— THE TASK —
In these records, how many lines contain "below"? Please reply with the number only.

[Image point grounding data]
● ● ●
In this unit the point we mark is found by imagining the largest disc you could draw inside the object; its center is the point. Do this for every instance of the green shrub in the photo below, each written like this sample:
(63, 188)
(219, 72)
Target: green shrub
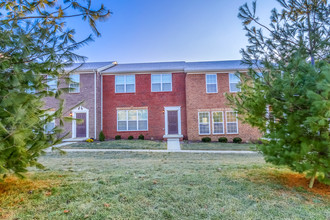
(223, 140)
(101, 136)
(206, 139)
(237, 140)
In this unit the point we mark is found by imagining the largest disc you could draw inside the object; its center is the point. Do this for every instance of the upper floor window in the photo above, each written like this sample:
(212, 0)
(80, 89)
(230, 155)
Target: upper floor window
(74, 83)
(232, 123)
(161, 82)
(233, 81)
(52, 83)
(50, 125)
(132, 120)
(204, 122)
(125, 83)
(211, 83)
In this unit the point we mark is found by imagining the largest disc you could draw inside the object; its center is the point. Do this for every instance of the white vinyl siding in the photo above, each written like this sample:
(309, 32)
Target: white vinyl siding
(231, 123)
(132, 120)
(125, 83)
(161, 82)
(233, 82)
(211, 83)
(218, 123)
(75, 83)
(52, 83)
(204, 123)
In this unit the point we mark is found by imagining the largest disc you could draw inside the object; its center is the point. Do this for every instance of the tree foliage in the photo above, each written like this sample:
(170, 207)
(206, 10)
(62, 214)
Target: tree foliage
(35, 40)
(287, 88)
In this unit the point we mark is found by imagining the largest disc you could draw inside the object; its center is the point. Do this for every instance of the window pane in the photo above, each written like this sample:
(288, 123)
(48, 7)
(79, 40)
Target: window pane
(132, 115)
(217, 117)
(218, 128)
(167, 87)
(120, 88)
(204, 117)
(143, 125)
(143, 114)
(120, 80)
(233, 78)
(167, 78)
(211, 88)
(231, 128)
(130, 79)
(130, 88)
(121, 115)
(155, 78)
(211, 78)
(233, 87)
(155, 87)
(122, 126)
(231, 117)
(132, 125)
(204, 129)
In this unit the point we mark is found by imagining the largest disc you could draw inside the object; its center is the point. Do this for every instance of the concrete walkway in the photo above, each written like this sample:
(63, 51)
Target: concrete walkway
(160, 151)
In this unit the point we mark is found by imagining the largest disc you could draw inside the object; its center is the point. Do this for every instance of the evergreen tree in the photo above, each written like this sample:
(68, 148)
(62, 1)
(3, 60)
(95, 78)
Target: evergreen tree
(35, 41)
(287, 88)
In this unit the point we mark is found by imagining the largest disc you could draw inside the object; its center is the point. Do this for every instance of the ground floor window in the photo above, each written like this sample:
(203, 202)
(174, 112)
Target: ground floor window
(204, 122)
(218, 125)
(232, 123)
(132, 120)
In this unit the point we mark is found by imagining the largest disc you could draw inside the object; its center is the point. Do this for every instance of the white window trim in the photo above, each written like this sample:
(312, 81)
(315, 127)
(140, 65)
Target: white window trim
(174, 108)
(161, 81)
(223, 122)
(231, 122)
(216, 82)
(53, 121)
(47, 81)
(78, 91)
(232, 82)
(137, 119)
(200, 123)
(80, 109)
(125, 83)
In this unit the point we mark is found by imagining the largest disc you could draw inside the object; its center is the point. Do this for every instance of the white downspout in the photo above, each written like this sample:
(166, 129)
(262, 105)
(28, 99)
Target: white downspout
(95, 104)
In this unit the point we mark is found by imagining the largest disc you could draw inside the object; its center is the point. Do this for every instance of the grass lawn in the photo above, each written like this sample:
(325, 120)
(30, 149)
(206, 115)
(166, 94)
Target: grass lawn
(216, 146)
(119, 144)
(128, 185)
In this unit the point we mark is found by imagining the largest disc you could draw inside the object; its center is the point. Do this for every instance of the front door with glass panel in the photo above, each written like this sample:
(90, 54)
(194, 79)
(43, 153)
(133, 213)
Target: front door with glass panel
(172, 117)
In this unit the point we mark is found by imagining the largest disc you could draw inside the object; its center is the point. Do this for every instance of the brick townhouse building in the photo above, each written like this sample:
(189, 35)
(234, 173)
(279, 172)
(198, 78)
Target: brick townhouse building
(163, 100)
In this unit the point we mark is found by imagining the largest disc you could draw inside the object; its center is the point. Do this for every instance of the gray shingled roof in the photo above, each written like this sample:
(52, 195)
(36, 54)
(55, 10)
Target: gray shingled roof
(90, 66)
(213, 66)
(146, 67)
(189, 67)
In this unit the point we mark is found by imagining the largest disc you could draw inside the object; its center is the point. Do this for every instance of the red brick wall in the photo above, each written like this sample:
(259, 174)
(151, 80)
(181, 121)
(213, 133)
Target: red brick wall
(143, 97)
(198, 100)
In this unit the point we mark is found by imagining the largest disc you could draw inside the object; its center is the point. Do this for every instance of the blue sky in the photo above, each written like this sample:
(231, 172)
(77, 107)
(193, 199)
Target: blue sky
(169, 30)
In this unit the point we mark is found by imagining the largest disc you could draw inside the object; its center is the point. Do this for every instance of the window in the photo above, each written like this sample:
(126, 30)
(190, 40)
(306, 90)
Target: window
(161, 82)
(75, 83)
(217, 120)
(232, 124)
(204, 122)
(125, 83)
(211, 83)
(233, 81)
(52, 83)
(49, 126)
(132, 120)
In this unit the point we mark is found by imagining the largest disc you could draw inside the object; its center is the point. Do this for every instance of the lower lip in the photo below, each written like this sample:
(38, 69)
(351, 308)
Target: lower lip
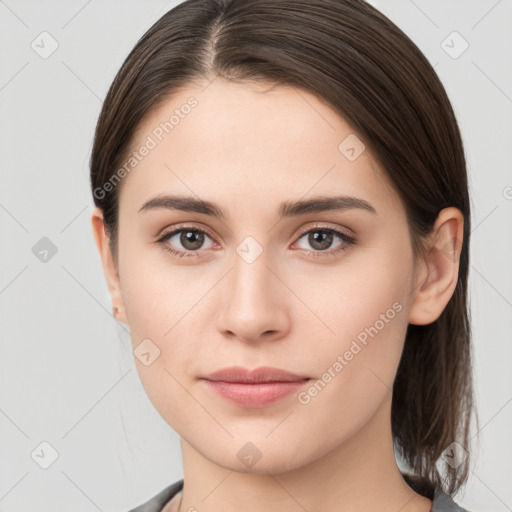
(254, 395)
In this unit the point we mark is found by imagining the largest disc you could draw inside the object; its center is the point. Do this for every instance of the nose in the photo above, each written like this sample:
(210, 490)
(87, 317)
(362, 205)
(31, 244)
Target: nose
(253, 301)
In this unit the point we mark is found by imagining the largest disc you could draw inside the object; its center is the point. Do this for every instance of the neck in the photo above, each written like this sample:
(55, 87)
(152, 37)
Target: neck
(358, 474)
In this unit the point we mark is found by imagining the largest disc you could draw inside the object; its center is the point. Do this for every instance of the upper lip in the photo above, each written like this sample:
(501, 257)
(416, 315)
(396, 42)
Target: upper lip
● ● ●
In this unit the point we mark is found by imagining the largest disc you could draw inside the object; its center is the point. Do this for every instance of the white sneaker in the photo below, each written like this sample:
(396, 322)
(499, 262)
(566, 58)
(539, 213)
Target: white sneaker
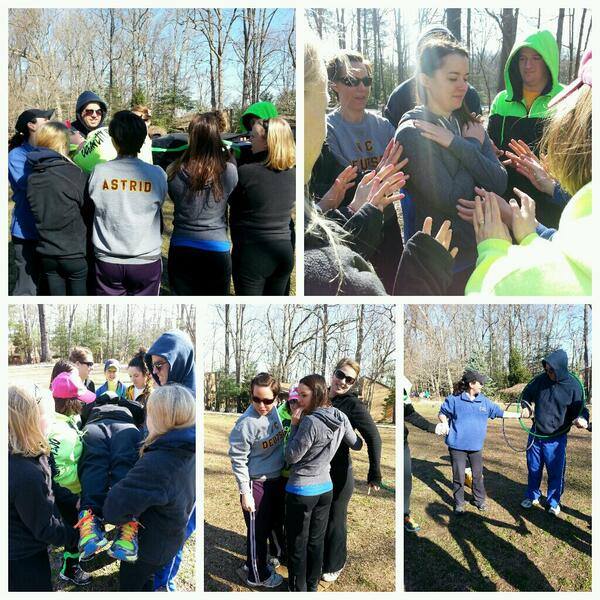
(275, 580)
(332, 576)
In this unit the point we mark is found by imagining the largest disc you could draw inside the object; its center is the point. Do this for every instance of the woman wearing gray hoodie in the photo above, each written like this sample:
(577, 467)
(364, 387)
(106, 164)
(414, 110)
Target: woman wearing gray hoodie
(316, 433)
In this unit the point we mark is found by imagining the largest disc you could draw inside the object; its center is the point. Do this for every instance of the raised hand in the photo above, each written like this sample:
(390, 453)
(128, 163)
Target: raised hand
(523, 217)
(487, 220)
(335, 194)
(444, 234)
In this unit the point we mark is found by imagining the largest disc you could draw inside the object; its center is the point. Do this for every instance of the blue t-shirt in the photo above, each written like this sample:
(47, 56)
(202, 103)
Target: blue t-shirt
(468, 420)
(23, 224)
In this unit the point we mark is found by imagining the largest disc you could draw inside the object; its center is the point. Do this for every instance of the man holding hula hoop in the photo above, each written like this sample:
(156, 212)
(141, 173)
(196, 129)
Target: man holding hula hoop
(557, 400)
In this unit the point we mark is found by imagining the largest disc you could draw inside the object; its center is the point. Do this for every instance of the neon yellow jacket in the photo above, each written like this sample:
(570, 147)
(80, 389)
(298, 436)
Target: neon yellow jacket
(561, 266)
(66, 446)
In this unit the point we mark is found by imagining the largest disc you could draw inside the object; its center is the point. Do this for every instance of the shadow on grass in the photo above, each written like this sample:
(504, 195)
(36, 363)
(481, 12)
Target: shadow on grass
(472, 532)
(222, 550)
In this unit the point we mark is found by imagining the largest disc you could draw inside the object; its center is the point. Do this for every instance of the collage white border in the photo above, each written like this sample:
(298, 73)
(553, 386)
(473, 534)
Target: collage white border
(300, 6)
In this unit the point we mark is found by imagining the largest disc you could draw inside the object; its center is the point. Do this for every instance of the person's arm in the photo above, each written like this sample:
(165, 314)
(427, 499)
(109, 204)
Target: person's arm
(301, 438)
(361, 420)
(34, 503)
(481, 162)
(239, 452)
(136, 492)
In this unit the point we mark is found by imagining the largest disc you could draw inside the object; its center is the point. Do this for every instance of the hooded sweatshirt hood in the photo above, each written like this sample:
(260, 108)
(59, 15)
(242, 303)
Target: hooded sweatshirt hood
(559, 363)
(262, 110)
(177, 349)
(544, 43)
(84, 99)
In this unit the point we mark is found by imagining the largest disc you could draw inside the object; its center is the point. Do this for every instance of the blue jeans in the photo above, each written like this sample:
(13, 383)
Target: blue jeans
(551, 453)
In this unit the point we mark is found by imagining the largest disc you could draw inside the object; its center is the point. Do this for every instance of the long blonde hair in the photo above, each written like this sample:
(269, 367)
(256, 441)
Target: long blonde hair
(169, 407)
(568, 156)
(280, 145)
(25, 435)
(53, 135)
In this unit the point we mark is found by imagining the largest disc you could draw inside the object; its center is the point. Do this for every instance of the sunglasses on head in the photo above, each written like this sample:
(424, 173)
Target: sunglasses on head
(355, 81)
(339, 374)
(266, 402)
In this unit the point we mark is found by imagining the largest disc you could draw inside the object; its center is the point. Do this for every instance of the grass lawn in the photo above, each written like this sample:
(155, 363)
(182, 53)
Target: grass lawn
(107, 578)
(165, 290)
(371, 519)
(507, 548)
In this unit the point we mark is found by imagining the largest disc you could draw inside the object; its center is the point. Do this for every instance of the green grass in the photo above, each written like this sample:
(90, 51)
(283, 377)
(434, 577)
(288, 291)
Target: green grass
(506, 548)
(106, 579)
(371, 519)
● ● ●
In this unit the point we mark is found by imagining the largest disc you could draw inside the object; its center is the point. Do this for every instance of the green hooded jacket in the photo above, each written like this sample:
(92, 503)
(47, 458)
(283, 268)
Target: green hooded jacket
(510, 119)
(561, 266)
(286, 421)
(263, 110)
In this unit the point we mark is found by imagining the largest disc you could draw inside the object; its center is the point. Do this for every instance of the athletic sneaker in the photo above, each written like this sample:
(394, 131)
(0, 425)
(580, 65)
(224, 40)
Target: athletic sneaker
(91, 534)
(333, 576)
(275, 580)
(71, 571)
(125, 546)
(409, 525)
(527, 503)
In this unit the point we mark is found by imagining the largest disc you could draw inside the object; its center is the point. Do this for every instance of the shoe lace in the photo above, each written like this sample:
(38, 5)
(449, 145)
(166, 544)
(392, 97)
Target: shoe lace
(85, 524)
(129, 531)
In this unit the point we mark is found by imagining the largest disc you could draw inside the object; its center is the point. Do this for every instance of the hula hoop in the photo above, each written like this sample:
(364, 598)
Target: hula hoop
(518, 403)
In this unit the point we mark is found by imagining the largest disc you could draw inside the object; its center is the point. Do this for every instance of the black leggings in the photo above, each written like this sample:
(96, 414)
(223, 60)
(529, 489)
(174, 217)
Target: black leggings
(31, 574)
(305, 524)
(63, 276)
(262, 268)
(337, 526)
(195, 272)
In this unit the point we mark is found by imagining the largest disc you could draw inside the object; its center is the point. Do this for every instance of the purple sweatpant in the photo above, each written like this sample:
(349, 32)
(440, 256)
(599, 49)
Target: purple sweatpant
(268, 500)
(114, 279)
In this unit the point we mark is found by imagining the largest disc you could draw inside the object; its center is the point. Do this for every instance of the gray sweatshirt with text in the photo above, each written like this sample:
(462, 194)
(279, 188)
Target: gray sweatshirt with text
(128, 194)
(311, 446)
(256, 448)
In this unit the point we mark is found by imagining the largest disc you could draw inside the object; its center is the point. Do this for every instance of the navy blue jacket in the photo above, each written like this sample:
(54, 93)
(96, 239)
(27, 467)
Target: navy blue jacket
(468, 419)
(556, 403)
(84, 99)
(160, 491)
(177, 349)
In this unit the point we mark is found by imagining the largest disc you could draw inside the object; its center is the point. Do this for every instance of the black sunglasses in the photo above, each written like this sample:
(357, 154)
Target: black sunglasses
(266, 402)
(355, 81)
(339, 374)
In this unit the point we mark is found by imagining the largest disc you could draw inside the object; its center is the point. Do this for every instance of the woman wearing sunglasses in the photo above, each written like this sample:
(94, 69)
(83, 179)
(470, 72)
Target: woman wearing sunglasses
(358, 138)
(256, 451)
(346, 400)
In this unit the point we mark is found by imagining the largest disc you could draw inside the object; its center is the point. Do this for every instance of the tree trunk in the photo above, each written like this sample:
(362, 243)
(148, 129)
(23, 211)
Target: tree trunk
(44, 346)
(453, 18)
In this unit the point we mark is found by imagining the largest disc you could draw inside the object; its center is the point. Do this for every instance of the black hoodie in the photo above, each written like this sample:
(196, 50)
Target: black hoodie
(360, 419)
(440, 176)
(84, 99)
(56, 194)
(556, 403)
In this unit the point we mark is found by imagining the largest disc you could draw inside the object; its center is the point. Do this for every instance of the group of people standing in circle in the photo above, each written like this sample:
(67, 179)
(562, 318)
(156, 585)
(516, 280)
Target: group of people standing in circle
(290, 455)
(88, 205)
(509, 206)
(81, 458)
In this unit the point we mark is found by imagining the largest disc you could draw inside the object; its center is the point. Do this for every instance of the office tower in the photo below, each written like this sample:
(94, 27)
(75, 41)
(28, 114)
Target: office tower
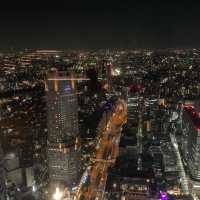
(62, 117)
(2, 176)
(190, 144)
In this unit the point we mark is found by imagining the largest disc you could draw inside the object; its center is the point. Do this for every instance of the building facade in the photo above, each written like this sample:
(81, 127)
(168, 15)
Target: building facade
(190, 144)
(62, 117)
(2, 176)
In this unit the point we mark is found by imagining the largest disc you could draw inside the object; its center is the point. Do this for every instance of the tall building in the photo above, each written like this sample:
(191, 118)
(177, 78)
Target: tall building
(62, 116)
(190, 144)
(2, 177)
● ● ●
— REPLY TO THE EXERCISE —
4